• _Task directions_
Turn everything in the records below, from the line containing "of the gravel" down to the end of the records, into a numbered list. Skip any blank lines.

··· Data entries ···

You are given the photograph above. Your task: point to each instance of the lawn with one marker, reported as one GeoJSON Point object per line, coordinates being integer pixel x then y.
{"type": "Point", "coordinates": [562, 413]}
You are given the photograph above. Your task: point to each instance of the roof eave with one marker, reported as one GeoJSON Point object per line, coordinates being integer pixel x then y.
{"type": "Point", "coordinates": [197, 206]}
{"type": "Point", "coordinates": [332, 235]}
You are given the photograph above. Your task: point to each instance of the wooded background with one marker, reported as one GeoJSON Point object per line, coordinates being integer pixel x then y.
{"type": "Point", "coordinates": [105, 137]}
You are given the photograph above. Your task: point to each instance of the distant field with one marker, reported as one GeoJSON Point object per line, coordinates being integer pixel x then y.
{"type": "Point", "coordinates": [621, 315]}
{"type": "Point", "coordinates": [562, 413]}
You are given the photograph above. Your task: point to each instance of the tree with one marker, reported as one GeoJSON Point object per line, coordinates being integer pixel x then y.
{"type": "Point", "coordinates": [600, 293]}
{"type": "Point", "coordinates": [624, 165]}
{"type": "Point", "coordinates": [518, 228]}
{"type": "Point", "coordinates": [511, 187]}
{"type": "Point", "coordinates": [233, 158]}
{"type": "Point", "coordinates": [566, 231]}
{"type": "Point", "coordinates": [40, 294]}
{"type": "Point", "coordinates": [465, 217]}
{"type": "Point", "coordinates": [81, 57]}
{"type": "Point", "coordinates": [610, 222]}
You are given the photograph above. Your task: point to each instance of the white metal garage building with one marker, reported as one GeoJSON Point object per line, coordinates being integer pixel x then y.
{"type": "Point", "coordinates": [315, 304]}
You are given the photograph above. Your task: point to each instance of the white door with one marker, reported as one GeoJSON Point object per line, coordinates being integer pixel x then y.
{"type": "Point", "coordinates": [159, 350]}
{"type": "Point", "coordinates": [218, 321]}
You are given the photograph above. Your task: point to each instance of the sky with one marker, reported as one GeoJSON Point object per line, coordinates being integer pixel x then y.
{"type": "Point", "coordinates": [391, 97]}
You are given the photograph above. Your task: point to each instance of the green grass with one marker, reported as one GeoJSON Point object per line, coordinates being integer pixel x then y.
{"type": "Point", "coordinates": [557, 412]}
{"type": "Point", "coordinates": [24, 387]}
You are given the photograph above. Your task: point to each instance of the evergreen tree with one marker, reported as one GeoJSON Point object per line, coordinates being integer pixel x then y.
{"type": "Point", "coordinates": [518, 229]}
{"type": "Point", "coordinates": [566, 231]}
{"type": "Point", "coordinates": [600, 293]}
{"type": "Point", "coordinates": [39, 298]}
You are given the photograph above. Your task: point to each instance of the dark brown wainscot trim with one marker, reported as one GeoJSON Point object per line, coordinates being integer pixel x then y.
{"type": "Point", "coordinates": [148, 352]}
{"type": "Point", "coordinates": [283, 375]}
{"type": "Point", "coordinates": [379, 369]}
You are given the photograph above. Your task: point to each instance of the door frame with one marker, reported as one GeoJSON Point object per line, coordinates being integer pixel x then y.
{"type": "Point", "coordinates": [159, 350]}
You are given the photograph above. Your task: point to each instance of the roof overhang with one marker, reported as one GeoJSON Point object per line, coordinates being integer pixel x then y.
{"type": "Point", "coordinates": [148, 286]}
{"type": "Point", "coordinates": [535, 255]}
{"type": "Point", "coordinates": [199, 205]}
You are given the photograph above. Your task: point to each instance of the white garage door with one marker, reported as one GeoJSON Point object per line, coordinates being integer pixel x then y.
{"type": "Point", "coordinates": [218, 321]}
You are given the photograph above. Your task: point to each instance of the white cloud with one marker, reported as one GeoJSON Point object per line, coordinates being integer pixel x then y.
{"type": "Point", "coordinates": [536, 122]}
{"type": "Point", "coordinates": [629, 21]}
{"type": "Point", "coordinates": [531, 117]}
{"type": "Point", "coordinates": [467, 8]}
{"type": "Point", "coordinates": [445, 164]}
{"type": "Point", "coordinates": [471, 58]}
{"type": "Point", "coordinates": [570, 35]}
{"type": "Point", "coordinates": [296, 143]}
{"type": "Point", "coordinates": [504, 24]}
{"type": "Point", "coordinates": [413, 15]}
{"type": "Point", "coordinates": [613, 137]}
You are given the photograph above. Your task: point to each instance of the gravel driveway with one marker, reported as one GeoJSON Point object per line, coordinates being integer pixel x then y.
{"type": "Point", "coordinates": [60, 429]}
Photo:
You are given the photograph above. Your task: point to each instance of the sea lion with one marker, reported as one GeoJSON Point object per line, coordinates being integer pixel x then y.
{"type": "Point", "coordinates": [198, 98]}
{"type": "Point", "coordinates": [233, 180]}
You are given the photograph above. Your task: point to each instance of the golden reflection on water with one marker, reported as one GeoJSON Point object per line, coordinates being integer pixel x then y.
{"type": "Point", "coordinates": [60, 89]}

···

• _The response_
1. You are given the photograph above. Your task: point to each instance of the gravel driveway with one marker, reported as one GeoJSON Point object per line, coordinates being integer pixel x then y.
2. {"type": "Point", "coordinates": [60, 429]}
3. Photo:
4. You are given the photograph above. Your task: point to each instance of the sea lion with one marker, reported as one GeoJSON Point object per line, coordinates being integer pixel x then y.
5. {"type": "Point", "coordinates": [198, 98]}
6. {"type": "Point", "coordinates": [233, 180]}
7. You are given the photograph above. Your task: point to each instance of the golden reflection on water with one marker, reported as one GeoJSON Point object per line, coordinates being integer pixel x then y.
8. {"type": "Point", "coordinates": [60, 89]}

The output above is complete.